> What this task involves
Reproduce the records. Keep every word exact and include no images.

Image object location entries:
= = = = = = =
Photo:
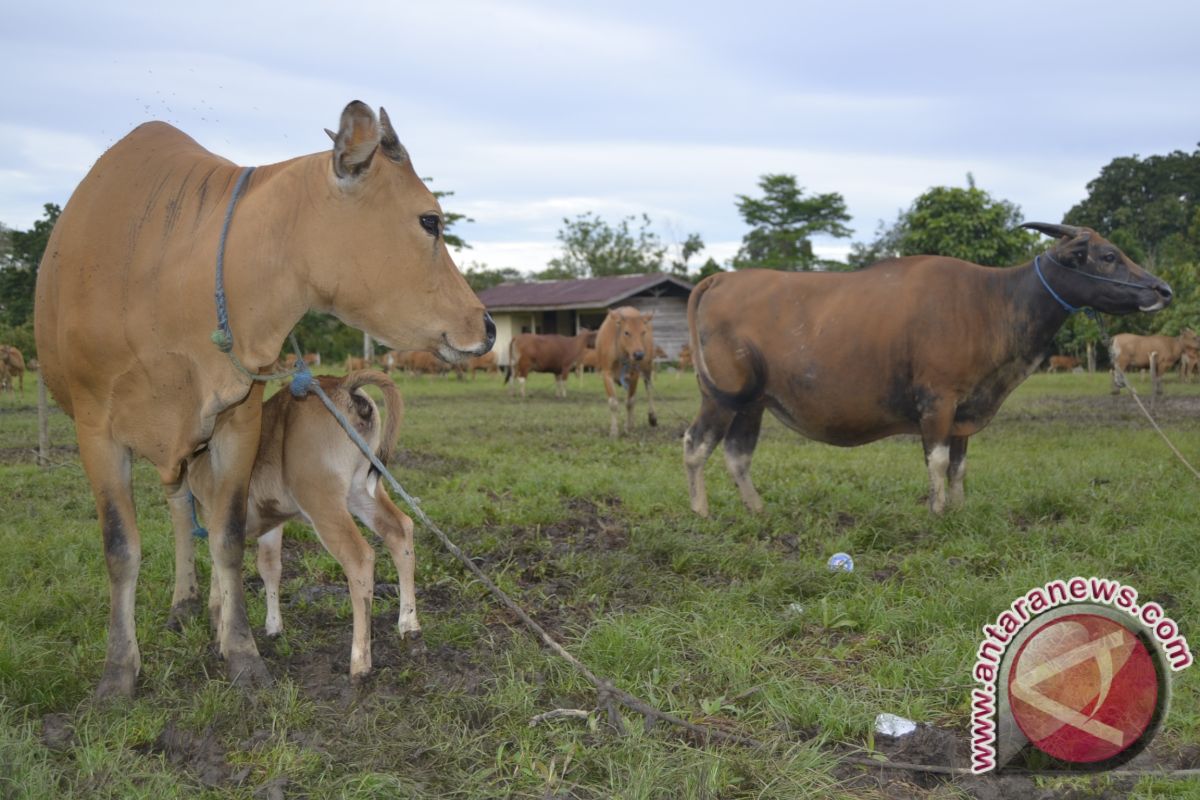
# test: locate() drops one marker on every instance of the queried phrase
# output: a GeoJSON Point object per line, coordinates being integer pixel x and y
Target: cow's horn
{"type": "Point", "coordinates": [1065, 232]}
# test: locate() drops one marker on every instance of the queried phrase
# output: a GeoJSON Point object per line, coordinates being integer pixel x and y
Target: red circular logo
{"type": "Point", "coordinates": [1083, 689]}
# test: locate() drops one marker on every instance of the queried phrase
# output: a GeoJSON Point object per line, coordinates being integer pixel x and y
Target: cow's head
{"type": "Point", "coordinates": [376, 238]}
{"type": "Point", "coordinates": [1087, 270]}
{"type": "Point", "coordinates": [635, 334]}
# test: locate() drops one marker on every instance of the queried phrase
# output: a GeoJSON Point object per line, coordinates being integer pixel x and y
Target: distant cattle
{"type": "Point", "coordinates": [925, 344]}
{"type": "Point", "coordinates": [12, 365]}
{"type": "Point", "coordinates": [1062, 364]}
{"type": "Point", "coordinates": [124, 320]}
{"type": "Point", "coordinates": [625, 350]}
{"type": "Point", "coordinates": [1132, 352]}
{"type": "Point", "coordinates": [545, 353]}
{"type": "Point", "coordinates": [309, 469]}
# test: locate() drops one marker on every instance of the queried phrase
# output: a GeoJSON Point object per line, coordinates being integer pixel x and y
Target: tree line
{"type": "Point", "coordinates": [1147, 206]}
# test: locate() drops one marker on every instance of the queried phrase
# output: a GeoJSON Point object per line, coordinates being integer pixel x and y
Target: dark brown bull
{"type": "Point", "coordinates": [546, 353]}
{"type": "Point", "coordinates": [625, 350]}
{"type": "Point", "coordinates": [927, 346]}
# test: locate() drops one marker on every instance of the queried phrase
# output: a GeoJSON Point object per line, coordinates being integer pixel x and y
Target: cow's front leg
{"type": "Point", "coordinates": [233, 447]}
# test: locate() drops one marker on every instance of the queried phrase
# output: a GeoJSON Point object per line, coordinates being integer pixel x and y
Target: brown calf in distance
{"type": "Point", "coordinates": [1132, 352]}
{"type": "Point", "coordinates": [11, 364]}
{"type": "Point", "coordinates": [1062, 364]}
{"type": "Point", "coordinates": [545, 353]}
{"type": "Point", "coordinates": [625, 349]}
{"type": "Point", "coordinates": [352, 230]}
{"type": "Point", "coordinates": [307, 468]}
{"type": "Point", "coordinates": [927, 346]}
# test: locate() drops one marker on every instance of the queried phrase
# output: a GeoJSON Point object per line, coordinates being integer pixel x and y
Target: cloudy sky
{"type": "Point", "coordinates": [533, 112]}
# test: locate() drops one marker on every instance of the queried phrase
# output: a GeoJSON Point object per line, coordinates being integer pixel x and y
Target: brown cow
{"type": "Point", "coordinates": [1062, 364]}
{"type": "Point", "coordinates": [546, 353]}
{"type": "Point", "coordinates": [309, 469]}
{"type": "Point", "coordinates": [624, 349]}
{"type": "Point", "coordinates": [12, 364]}
{"type": "Point", "coordinates": [487, 362]}
{"type": "Point", "coordinates": [924, 344]}
{"type": "Point", "coordinates": [352, 232]}
{"type": "Point", "coordinates": [1132, 352]}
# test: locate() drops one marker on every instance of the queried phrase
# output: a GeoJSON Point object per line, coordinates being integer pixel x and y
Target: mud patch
{"type": "Point", "coordinates": [198, 755]}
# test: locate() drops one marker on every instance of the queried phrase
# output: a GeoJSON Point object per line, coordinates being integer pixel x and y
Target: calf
{"type": "Point", "coordinates": [625, 349]}
{"type": "Point", "coordinates": [307, 468]}
{"type": "Point", "coordinates": [927, 346]}
{"type": "Point", "coordinates": [12, 364]}
{"type": "Point", "coordinates": [1132, 352]}
{"type": "Point", "coordinates": [546, 353]}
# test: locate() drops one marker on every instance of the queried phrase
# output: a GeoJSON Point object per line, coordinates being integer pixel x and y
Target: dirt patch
{"type": "Point", "coordinates": [199, 755]}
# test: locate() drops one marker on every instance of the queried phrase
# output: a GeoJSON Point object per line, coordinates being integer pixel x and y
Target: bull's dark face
{"type": "Point", "coordinates": [1090, 271]}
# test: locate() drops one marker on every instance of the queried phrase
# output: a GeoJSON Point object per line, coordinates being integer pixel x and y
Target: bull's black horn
{"type": "Point", "coordinates": [1065, 232]}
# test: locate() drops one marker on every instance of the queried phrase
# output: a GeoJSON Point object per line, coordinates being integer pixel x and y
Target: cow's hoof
{"type": "Point", "coordinates": [246, 669]}
{"type": "Point", "coordinates": [183, 613]}
{"type": "Point", "coordinates": [117, 683]}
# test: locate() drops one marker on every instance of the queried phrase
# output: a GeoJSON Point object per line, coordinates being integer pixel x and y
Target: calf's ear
{"type": "Point", "coordinates": [355, 142]}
= = = = = = =
> Result of this task
Photo:
# test: locate() drops one marker on every instance of the queried phrase
# output: a GeoJSON Point object per line, coordinates being integer pixel x and y
Target: cow's horn
{"type": "Point", "coordinates": [1065, 232]}
# test: locate() drops one marker on every instance of the queried phrase
# output: a GeoJSON Point object per line, coordinates being integer pixel x and y
Target: red circular logo
{"type": "Point", "coordinates": [1083, 689]}
# test: locate() drops one marker on every instance of the queried phrase
# output: a GeoJSON Point object per line, coordinates being integer pixel x and y
Target: cow's head
{"type": "Point", "coordinates": [376, 238]}
{"type": "Point", "coordinates": [1087, 270]}
{"type": "Point", "coordinates": [635, 334]}
# test: locate() drops one marker on every instance of the queried phrase
# output: a GeoJSON Point object per line, coordinates being integer pixel x and y
Target: distant cattle
{"type": "Point", "coordinates": [925, 344]}
{"type": "Point", "coordinates": [12, 365]}
{"type": "Point", "coordinates": [1062, 364]}
{"type": "Point", "coordinates": [124, 320]}
{"type": "Point", "coordinates": [625, 350]}
{"type": "Point", "coordinates": [1132, 352]}
{"type": "Point", "coordinates": [545, 353]}
{"type": "Point", "coordinates": [309, 469]}
# test: locate() drops one marker on every instance of the queried phrase
# output: a GeoJSON Point object per line, coordinates being integer pixel x and y
Target: tree line
{"type": "Point", "coordinates": [1147, 206]}
# test: locate() drops one marker on every instance of the queried phrase
# output: a GeoJSON Point object per line, coordinates being integer pixel x and y
Target: dark brown bull
{"type": "Point", "coordinates": [546, 353]}
{"type": "Point", "coordinates": [625, 350]}
{"type": "Point", "coordinates": [927, 346]}
# test: locate() drops one marker on every instance of the queried phrase
# output: a GeoJSON Point object per line, coordinates being integer pixel x and y
Target: cow's front leg
{"type": "Point", "coordinates": [233, 447]}
# test: locate() drops one marker on every instance of the queried phrase
# output: a GeoJSON Point object per line, coordinates being integer pixel x and y
Target: brown calf in distance
{"type": "Point", "coordinates": [1132, 352]}
{"type": "Point", "coordinates": [11, 364]}
{"type": "Point", "coordinates": [1062, 364]}
{"type": "Point", "coordinates": [545, 353]}
{"type": "Point", "coordinates": [625, 349]}
{"type": "Point", "coordinates": [352, 230]}
{"type": "Point", "coordinates": [307, 468]}
{"type": "Point", "coordinates": [927, 346]}
# test: locate() drops one marker on every instance of the queried phrase
# output: a GeoJSON Point object per line, coordinates being integer pixel x and y
Target: cloudy sky
{"type": "Point", "coordinates": [533, 112]}
# test: locate() drops one marker on every instance of the queried phrase
# output: a GeoJSON Point object per line, coordinates being integer pixel x and y
Target: brown cow
{"type": "Point", "coordinates": [1062, 364]}
{"type": "Point", "coordinates": [546, 353]}
{"type": "Point", "coordinates": [309, 469]}
{"type": "Point", "coordinates": [624, 349]}
{"type": "Point", "coordinates": [12, 364]}
{"type": "Point", "coordinates": [487, 362]}
{"type": "Point", "coordinates": [924, 344]}
{"type": "Point", "coordinates": [352, 232]}
{"type": "Point", "coordinates": [1132, 352]}
# test: locate() drops one marker on every instance of the queried phrase
# output: a GeoJSON Point object per line, coordinates being integer pixel x and y
Target: mud patch
{"type": "Point", "coordinates": [198, 755]}
# test: locate() drops one marker on every instance of the queried phrase
# output: a GeoJSON Point object per line, coordinates being integer pixel x and y
Target: calf
{"type": "Point", "coordinates": [625, 349]}
{"type": "Point", "coordinates": [307, 468]}
{"type": "Point", "coordinates": [927, 346]}
{"type": "Point", "coordinates": [12, 364]}
{"type": "Point", "coordinates": [1132, 352]}
{"type": "Point", "coordinates": [546, 353]}
# test: locate() drops one marker on every instance of the queried phrase
# output: a GeoJSON Point object per line, coordinates being integer pixel x and y
Target: dirt patch
{"type": "Point", "coordinates": [199, 755]}
# test: locate() drops one marker on every instance of the queried phrase
# output: a GeoJSON Point object per line, coordinates being integer pixel x and y
Target: bull's dark face
{"type": "Point", "coordinates": [1090, 271]}
# test: locate() drops one marker on every instance of the queried phrase
# output: a GeoJSON Point object per line, coordinates being integer pixel x and y
Target: bull's black horn
{"type": "Point", "coordinates": [1065, 232]}
# test: locate() drops one marker on every instance of the queried phrase
# output: a GeoJSON Point object per line, coordinates being integer pixel x and y
Target: cow's hoof
{"type": "Point", "coordinates": [246, 669]}
{"type": "Point", "coordinates": [183, 613]}
{"type": "Point", "coordinates": [117, 683]}
# test: locate() drops one marker on every instance of the queried phrase
# output: a GeoJSON Point object per line, coordinates being integer pixel x and y
Target: calf's ear
{"type": "Point", "coordinates": [355, 142]}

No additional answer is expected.